Mahkeme kararında "Emsal Mahkeme Kararı" sözlerinin geçtiği yerden başlayıp "DAVA : Menfi Tespit (Kooperatif Aidat Borcundan Kaynaklanan)" sözlerinden sonra durarak o bölümü harfiyen yineleyin.

§ Verilen Metin:

• • •

Emsal Mahkeme Kararı Antalya 1. Asliye Ticaret Mahkemesi 2022/275 E. 2022/726 K. 26.09.2022 T.

Görüntülediğiniz mahkeme kararı henüz kesinleşmemiştir. Yararlı olması amacıyla eklenmiştir.

T.C.
ANTALYA
1. ASLİYE TİCARET MAHKEMESİ

ESAS NO : 2022/275 Esas
KARAR NO : 2022/726
DAVA : Menfi Tespit (Kooperatif Aidat Borcundan Kaynaklanan)
DAVA TARİHİ : 12/04/2022
KARAR TARİHİ : 26/09/2022

Mahkememizde görülmekte olan Menfi Tespit (Kooperatif Aidat Borcundan Kaynaklanan) davasının yapılan açık yargılaması sonunda,
GEREĞİ DÜŞÜNÜLDÜ:
Davacı vekili dava dilekçesinde özetle; müvekkilinin davalı kooperatifin üyesi olduğunu, müvekkiline tahsis edilecek dairenin inşaattaki usulsüzlükler nedeniyle yıkıldığını, müvekkiline daire tesliminin çok uzun zaman sonra yapıldığını buna rağmen müvekkili aleyhine haksız şekilde borç çıkarıldığını buna dair ihtarname gönderildiğini müvekkilinin ihraç ile karşı karşı olduğunu belirtmiş borçlu olmadıklarının tespitini talep etmiştir.

• • •

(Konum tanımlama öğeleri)
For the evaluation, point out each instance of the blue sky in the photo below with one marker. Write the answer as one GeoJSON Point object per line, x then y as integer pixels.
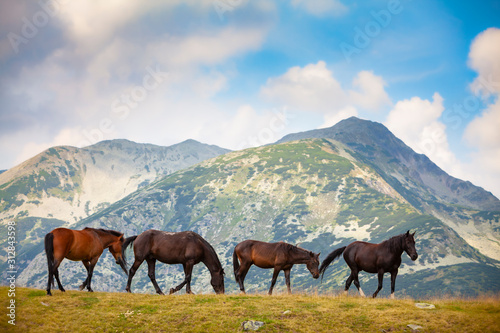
{"type": "Point", "coordinates": [241, 73]}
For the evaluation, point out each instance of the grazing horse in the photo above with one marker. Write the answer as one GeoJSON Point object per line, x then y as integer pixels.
{"type": "Point", "coordinates": [186, 248]}
{"type": "Point", "coordinates": [374, 258]}
{"type": "Point", "coordinates": [84, 245]}
{"type": "Point", "coordinates": [280, 256]}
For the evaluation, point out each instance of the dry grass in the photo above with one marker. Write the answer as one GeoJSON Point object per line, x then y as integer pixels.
{"type": "Point", "coordinates": [121, 312]}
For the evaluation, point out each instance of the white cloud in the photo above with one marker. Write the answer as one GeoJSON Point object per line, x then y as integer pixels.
{"type": "Point", "coordinates": [416, 122]}
{"type": "Point", "coordinates": [335, 117]}
{"type": "Point", "coordinates": [313, 88]}
{"type": "Point", "coordinates": [484, 58]}
{"type": "Point", "coordinates": [483, 132]}
{"type": "Point", "coordinates": [70, 91]}
{"type": "Point", "coordinates": [370, 95]}
{"type": "Point", "coordinates": [321, 8]}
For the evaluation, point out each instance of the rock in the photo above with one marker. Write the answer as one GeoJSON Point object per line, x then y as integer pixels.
{"type": "Point", "coordinates": [425, 306]}
{"type": "Point", "coordinates": [251, 325]}
{"type": "Point", "coordinates": [414, 327]}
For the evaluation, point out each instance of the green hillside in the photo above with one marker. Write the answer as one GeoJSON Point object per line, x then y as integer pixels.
{"type": "Point", "coordinates": [312, 192]}
{"type": "Point", "coordinates": [118, 312]}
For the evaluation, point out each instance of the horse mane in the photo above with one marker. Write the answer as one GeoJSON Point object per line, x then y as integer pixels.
{"type": "Point", "coordinates": [394, 243]}
{"type": "Point", "coordinates": [293, 248]}
{"type": "Point", "coordinates": [107, 231]}
{"type": "Point", "coordinates": [210, 249]}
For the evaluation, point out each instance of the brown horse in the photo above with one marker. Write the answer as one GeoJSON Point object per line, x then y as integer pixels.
{"type": "Point", "coordinates": [84, 245]}
{"type": "Point", "coordinates": [186, 248]}
{"type": "Point", "coordinates": [374, 258]}
{"type": "Point", "coordinates": [280, 256]}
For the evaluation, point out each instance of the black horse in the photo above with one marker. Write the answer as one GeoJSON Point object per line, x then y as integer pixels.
{"type": "Point", "coordinates": [280, 256]}
{"type": "Point", "coordinates": [374, 258]}
{"type": "Point", "coordinates": [186, 248]}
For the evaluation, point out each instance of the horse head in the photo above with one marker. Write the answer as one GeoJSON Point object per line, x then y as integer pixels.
{"type": "Point", "coordinates": [217, 281]}
{"type": "Point", "coordinates": [409, 245]}
{"type": "Point", "coordinates": [313, 264]}
{"type": "Point", "coordinates": [117, 250]}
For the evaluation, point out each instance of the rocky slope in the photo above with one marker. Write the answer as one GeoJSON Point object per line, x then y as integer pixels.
{"type": "Point", "coordinates": [469, 210]}
{"type": "Point", "coordinates": [62, 185]}
{"type": "Point", "coordinates": [319, 193]}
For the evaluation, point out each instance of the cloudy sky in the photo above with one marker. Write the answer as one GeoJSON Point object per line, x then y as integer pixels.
{"type": "Point", "coordinates": [239, 73]}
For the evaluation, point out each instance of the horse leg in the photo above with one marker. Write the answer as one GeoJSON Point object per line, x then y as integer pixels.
{"type": "Point", "coordinates": [87, 267]}
{"type": "Point", "coordinates": [287, 279]}
{"type": "Point", "coordinates": [393, 282]}
{"type": "Point", "coordinates": [242, 273]}
{"type": "Point", "coordinates": [356, 282]}
{"type": "Point", "coordinates": [151, 273]}
{"type": "Point", "coordinates": [52, 267]}
{"type": "Point", "coordinates": [380, 282]}
{"type": "Point", "coordinates": [188, 278]}
{"type": "Point", "coordinates": [131, 273]}
{"type": "Point", "coordinates": [188, 268]}
{"type": "Point", "coordinates": [92, 264]}
{"type": "Point", "coordinates": [273, 281]}
{"type": "Point", "coordinates": [348, 283]}
{"type": "Point", "coordinates": [56, 275]}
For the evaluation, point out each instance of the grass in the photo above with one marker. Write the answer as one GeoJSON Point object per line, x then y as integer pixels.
{"type": "Point", "coordinates": [121, 312]}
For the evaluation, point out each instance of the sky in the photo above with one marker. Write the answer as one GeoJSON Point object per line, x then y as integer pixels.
{"type": "Point", "coordinates": [240, 73]}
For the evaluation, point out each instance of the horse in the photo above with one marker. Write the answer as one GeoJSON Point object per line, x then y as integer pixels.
{"type": "Point", "coordinates": [374, 258]}
{"type": "Point", "coordinates": [186, 248]}
{"type": "Point", "coordinates": [84, 245]}
{"type": "Point", "coordinates": [280, 256]}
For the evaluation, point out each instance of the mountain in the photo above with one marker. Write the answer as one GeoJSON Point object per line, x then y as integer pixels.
{"type": "Point", "coordinates": [69, 183]}
{"type": "Point", "coordinates": [62, 185]}
{"type": "Point", "coordinates": [470, 210]}
{"type": "Point", "coordinates": [320, 193]}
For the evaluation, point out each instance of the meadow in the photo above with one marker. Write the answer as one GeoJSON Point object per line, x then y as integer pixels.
{"type": "Point", "coordinates": [79, 311]}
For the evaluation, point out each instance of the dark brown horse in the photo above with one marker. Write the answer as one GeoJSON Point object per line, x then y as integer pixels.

• • •

§ Nihai Sonuç:
Emsal Mahkeme Kararı Antalya 1. Asliye Ticaret Mahkemesi 2022/275 E. 2022/726 K. 26.09.2022 T.

Görüntülediğiniz mahkeme kararı henüz kesinleşmemiştir. Yararlı olması amacıyla eklenmiştir.

T.C.
ANTALYA
1. ASLİYE TİCARET MAHKEMESİ

ESAS NO : 2022/275 Esas
KARAR NO : 2022/726
DAVA : Menfi Tespit (Kooperatif Aidat Borcundan Kaynaklanan)